= Arguments Group =

Circle of intellectuals based in post-war France aligned with Marxist humanism

The Arguments group was a collection of French intellectuals, mostly ex-Communists, who were active in the late 1950s and early 1960s. The group, whose members had been shaped by their participation in the French Resistance and subsequent disillusionment with the French Communist Party, particularly after the Soviet suppression of the Hungarian Revolution of 1956, sought to revitalize Marxism by engaging with new intellectual currents and social phenomena. Many of the group's members held academic positions in Paris, and their work had a significant influence on the development of the New Left.

==Key figures and influences==

Key figures in the Arguments group included Kostas Axelos, Francois Chatelet, Jean Duvignaud, Pierre Fougeyrollas, Henri Lefebvre, and Edgar Morin. The group coalesced around the journal Arguments, founded in late 1956. Modeled on the Italian journal Argomenti, Arguments aimed to cultivate open Marxist debate and discussion. It welcomed contributions from a diverse range of perspectives, including Stalinists, Trotskyists, humanist Marxists, and even Sartreans. This non-sectarian approach distinguished Arguments as a significant platform for intellectual exchange during this period.

****************

**WRITTEN PROBLEM A**.
Select every line of the entries below that contains the word "gravel".

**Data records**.
****************

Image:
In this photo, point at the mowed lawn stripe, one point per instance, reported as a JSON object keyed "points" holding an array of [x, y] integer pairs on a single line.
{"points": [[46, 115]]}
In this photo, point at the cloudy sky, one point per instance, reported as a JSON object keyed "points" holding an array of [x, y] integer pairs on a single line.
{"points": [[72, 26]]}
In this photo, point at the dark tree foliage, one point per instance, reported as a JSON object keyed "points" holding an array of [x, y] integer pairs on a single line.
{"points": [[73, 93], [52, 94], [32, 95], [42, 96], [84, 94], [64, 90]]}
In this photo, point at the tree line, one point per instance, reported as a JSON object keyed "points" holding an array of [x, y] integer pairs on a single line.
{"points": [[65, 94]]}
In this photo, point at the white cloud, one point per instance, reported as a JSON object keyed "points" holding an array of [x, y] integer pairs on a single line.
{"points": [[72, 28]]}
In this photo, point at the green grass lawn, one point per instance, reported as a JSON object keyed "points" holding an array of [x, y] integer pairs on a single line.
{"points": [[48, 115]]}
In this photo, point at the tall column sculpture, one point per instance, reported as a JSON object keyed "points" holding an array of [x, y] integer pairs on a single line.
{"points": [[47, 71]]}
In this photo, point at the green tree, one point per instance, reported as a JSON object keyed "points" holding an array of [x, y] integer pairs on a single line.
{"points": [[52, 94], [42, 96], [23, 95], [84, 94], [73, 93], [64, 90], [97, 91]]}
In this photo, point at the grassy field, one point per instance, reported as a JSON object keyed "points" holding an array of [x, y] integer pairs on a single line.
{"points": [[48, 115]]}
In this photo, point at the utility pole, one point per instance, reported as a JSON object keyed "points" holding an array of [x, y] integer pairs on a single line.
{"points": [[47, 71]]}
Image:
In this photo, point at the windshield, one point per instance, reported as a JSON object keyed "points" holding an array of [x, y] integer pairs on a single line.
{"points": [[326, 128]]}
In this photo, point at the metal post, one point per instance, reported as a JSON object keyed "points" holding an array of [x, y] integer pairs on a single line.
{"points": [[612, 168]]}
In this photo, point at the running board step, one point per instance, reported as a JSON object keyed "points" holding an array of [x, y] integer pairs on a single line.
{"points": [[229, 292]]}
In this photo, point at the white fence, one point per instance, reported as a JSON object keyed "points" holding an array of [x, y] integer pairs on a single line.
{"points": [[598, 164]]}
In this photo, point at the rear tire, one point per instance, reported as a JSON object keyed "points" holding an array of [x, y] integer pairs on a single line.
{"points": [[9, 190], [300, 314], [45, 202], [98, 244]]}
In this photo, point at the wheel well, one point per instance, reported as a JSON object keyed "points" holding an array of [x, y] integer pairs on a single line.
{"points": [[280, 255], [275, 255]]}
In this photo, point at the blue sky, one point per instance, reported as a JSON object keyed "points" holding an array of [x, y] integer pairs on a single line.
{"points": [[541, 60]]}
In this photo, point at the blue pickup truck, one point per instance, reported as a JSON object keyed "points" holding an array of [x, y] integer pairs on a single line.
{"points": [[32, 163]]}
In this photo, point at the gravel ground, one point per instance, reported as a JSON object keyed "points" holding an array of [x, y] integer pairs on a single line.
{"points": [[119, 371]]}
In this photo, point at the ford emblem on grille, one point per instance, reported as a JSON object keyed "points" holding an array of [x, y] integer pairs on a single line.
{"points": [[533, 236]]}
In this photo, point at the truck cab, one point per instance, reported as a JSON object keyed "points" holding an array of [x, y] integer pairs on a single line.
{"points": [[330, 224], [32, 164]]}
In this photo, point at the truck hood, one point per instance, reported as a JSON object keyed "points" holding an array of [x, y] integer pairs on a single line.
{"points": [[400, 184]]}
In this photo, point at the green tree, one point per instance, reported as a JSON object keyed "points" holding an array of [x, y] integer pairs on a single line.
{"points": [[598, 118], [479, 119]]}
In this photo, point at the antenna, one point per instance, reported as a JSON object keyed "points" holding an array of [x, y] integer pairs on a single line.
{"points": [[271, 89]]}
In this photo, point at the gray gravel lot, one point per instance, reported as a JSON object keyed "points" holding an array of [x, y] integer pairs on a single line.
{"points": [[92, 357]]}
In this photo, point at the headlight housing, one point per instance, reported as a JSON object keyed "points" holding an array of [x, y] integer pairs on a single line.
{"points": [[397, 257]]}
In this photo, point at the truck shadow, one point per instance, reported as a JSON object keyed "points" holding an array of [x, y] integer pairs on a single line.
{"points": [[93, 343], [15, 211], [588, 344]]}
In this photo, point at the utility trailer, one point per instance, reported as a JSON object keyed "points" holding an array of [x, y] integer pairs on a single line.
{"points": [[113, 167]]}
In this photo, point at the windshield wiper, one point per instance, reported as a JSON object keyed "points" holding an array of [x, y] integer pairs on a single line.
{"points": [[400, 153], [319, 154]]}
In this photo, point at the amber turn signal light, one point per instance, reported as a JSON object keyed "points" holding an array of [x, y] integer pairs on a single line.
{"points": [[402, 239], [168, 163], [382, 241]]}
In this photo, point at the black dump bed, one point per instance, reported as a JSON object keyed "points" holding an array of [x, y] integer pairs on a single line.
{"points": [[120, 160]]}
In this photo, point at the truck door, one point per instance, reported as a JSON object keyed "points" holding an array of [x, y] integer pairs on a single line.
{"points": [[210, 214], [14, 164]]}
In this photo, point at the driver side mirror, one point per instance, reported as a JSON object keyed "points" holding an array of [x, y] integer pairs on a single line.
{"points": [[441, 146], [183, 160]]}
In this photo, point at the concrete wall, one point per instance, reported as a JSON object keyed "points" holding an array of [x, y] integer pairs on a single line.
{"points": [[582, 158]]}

****************

**WRITTEN PROBLEM B**.
Answer these questions from the passage on the Arguments group:
(i) In which city did many of the group's members hold academic positions?
(ii) When was the journal Arguments founded?
(iii) Which Italian journal served as the model for Arguments?

**TASK RESULT A**.
In this photo, point at the gravel ground, one point per instance, reported as a JSON object keyed "points" holding an array of [x, y] integer pairs on a single line.
In this photo, point at the gray gravel lot, one point per instance, reported as a JSON object keyed "points" holding an array of [x, y] integer pairs on a single line.

**TASK RESULT B**.
(i) Paris
(ii) Late 1956
(iii) Argomenti